Source:
---+---
Menu

Partner – Forever young

Boštjan Špetič

The Computer History Museum in Ljubljana, a private museum established in 2004, collects hardware and software of special significance for Slovene society. According to the Museum’s collection policy,14 objects made in Slovenia or by Slovenian inventors hold the highest priority within the collection criteria. The Computer History Museum in Ljubljana thus houses what is probably the largest collection of Slovenia-made computers. Even more than that the conservation and restoration departments, alongside the museum experimental laboratory are actively working their way towards making all of them operational again. This is a complex endeavor requiring discrete protocols and the involvement of various subject experts,15 and it includes digital archaeology as well as reconstruction efforts. This museum process thus offers a unique insight into the challenges and opportunities of software preservation.

During a routine backup of the hard drive of one such Slovene computer, we found a treasure trove of original software. Software is generally the hardest part of computer history to find and to preserve, because the majority of computers such museums work with do not have hard drives, and because floppy disks and other storage media were not preserved well technically or systematically by generations before us.

In this article, the author will explain the significance of what was found on this hard drive, and outline the complexities involved in the archiving of heritage software.
---+---
Material:
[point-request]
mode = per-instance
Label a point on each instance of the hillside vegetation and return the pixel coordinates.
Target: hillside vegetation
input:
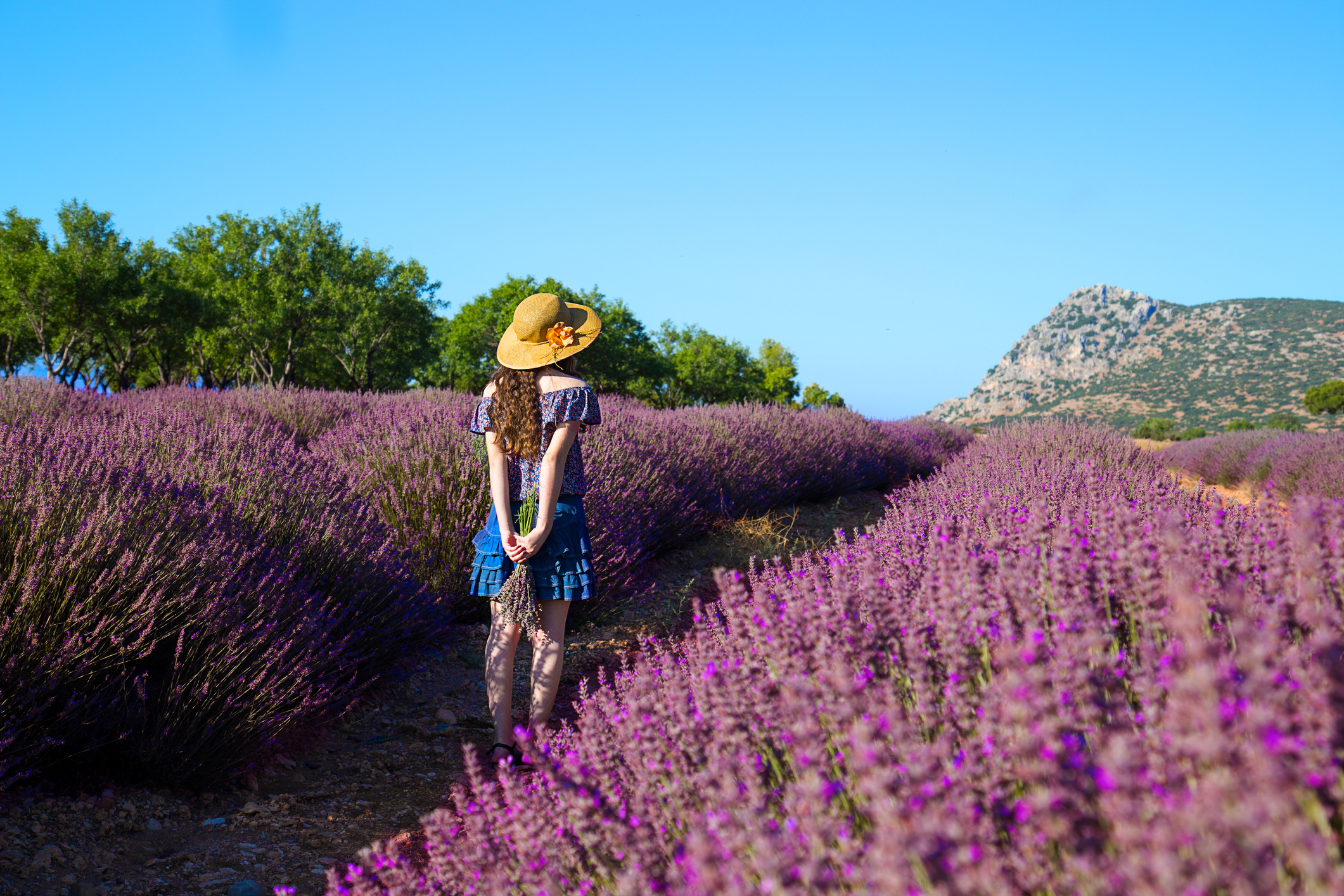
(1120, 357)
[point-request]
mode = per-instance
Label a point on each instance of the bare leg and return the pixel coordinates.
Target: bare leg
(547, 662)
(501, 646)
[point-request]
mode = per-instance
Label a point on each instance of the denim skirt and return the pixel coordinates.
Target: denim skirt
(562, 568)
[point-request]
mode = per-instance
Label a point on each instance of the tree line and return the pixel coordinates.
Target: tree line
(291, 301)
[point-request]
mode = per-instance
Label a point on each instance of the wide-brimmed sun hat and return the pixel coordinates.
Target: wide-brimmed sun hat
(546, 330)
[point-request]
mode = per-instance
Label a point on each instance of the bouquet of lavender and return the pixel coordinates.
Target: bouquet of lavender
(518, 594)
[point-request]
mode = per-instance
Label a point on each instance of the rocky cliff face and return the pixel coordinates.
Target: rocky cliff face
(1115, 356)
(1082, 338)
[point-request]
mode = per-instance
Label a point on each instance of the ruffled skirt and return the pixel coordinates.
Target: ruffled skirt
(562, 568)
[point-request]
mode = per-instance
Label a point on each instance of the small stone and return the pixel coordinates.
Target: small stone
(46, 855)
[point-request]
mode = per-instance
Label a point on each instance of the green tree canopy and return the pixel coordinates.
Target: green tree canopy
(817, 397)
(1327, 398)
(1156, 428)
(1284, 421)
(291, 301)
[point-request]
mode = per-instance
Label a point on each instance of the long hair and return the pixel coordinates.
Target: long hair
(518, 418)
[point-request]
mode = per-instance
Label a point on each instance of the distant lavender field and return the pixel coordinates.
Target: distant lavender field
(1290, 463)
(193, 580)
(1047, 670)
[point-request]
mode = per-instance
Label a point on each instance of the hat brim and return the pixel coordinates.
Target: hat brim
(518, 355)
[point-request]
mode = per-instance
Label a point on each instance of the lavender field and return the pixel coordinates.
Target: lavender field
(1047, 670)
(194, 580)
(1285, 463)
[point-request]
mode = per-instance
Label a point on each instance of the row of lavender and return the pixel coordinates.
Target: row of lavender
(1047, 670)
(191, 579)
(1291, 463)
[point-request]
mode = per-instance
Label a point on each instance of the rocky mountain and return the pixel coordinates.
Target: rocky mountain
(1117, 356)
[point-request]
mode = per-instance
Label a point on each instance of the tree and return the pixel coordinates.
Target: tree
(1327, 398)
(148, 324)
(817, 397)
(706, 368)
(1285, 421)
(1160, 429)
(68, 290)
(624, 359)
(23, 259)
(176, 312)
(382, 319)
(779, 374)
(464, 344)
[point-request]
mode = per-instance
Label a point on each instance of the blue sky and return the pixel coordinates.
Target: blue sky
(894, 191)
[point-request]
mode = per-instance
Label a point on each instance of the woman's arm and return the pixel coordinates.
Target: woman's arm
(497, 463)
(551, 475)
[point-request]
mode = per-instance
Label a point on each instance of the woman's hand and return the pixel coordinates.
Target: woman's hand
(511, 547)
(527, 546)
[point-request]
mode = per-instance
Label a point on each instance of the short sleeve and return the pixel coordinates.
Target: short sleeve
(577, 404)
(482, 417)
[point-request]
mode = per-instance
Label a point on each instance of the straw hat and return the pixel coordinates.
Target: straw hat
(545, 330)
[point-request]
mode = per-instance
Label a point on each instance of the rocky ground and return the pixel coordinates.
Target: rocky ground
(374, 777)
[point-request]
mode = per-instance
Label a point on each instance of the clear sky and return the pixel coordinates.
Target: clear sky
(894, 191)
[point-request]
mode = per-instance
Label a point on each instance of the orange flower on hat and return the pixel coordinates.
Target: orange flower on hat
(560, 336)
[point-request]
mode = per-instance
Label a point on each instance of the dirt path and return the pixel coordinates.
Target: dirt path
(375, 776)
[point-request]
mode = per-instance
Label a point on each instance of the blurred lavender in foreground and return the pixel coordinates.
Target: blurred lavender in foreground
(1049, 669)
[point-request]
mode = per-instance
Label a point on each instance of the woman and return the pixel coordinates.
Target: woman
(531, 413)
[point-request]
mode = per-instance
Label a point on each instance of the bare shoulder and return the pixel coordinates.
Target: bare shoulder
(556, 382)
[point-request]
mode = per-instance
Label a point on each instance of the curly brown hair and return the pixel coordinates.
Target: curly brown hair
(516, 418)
---+---
Required work:
a - When was the computer history museum in Ljubljana established?
b - Please carry on the article about the Ljubljana computer history museum from the point where it stops.

Answers for this exercise:
a - It was established in 2004.

b -
The Iskra Delta Partner Computer

In the year after the famous merger of Iskra and Delta16, six experts of the joint company took less than two months to develop a prototype of a desktop microcomputer they named Partner. It was intended mostly for new and smaller organizations, but was also marketed as a system for research activities, schools and even private individuals.

Figure 1: Partner computer from the collection of Computer History Museum, Ljubljana. (photo: Computer History Museum in Ljubljana archive)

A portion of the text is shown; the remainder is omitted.